• [TEXT FOR ANALYSIS]
════════════════

This article is part of the supplement: Selected articles from the 8th International Symposium on Bioinformatics Research and Applications (ISBRA'12)
PoPLAR: Portal for Petascale Lifescience Applications and Research
- Equal contributors
Joint Institute for Computational Sciences, The University of Tennessee, Oak Ridge National Laboratory, 1 Bethel Valley Rd., Bldg. 5100, Oak Ridge, TN 37831-6173, USA
BMC Bioinformatics 2013, 14(Suppl 9):S3 doi:10.1186/1471-2105-14-S9-S3Published: 28 June 2013
We are focusing specifically on fast data analysis and retrieval in bioinformatics that will have a direct impact on the quality of human health and the environment. The exponential growth of data generated in biology research, from small atoms to big ecosystems, necessitates an increasingly large computational component to perform analyses. Novel DNA sequencing technologies and complementary high-throughput approaches--such as proteomics, genomics, metabolomics, and meta-genomics--drive data-intensive bioinformatics. While individual research centers or universities could once provide for these applications, this is no longer the case. Today, only specialized national centers can deliver the level of computing resources required to meet the challenges posed by rapid data growth and the resulting computational demand. Consequently, we are developing massively parallel applications to analyze the growing flood of biological data and contribute to the rapid discovery of novel knowledge.
The efforts of previous National Science Foundation (NSF) projects provided for the generation of parallel modules for widely used bioinformatics applications on the Kraken supercomputer. We have profiled and optimized the code of some of the scientific community's most widely used desktop and small-cluster-based applications, including BLAST from the National Center for Biotechnology Information (NCBI), HMMER, and MUSCLE; scaled them to tens of thousands of cores on high-performance computing (HPC) architectures; made them robust and portable to next-generation architectures; and incorporated these parallel applications in science gateways with a web-based portal.
This paper will discuss the various developmental stages, challenges, and solutions involved in taking bioinformatics applications from the desktop to petascale with a front-end portal for very-large-scale data analysis in the life sciences.
This research will help to bridge the gap between the rate of data generation and the speed at which scientists can study this data. The ability to rapidly analyze data at such a large scale is having a significant, direct impact on science achieved by collaborators who are currently using these tools on supercomputers.

════════════════

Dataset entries
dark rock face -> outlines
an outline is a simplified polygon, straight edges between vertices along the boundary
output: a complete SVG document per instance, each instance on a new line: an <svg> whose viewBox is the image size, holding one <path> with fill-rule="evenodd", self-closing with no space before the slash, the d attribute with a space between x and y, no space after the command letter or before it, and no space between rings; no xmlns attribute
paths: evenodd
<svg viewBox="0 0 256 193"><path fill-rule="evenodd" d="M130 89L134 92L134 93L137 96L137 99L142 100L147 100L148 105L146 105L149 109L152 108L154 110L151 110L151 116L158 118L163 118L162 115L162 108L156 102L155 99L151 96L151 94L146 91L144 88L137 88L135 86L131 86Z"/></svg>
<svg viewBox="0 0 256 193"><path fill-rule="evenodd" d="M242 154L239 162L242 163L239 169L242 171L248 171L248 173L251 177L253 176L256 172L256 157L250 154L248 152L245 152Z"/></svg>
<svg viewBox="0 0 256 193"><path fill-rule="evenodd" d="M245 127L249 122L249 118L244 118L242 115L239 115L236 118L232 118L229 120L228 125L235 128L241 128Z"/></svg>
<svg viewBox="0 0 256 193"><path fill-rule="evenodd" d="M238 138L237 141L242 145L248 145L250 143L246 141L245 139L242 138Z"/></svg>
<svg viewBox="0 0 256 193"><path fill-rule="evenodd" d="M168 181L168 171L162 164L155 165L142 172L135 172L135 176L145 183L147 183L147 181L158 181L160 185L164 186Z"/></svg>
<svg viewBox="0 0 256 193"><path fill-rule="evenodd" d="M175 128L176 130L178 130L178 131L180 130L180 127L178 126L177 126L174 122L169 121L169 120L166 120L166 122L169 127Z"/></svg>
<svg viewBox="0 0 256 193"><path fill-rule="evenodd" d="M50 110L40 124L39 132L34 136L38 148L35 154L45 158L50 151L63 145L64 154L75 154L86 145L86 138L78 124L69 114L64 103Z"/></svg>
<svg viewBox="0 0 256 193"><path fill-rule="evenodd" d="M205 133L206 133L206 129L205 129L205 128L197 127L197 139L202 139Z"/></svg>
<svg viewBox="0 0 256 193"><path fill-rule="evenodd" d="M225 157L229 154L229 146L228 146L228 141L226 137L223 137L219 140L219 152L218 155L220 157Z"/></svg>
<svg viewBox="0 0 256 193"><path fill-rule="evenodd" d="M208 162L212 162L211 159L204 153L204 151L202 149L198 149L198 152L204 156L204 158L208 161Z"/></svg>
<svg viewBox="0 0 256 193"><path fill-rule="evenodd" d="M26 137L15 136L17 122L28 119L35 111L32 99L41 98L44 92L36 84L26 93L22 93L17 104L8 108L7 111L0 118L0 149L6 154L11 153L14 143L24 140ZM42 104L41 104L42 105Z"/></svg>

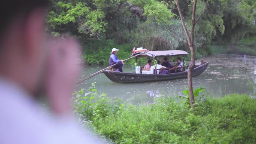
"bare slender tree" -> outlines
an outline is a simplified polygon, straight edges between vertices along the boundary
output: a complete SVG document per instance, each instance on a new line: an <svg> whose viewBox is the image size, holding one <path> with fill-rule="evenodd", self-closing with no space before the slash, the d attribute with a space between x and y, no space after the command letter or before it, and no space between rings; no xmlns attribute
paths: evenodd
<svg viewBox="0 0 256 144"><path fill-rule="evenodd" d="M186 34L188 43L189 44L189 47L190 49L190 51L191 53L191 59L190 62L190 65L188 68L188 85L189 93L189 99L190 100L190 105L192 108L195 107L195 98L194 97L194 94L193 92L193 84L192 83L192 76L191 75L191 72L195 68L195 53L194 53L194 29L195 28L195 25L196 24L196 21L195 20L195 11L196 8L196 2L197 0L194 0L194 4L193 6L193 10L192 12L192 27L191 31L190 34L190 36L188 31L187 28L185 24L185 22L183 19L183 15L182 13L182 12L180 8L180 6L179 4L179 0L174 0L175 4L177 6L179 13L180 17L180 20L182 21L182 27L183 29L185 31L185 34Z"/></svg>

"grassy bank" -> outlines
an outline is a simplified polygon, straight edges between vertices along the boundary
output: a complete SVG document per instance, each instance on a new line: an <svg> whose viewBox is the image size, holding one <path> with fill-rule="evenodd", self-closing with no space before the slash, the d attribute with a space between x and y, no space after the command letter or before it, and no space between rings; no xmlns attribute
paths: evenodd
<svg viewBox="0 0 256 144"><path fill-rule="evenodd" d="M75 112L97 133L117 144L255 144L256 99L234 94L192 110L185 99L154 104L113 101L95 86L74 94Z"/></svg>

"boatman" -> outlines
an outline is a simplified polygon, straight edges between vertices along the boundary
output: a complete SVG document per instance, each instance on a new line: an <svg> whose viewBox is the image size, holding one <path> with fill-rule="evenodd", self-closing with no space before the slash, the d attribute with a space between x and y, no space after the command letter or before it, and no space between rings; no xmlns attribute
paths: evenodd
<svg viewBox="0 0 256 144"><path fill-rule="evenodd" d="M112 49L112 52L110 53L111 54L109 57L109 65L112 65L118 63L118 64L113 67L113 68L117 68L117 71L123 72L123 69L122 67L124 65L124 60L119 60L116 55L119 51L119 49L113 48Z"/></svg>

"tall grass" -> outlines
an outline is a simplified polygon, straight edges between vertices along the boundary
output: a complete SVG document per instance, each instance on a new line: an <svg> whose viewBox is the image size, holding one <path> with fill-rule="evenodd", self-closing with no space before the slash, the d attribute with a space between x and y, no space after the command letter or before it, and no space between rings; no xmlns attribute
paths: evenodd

════════════════

• [WORK ORDER] Please name the supercomputer on which earlier National Science Foundation projects generated parallel modules, according to the PoPLAR article.

• [FINAL ANSWER] The Kraken supercomputer.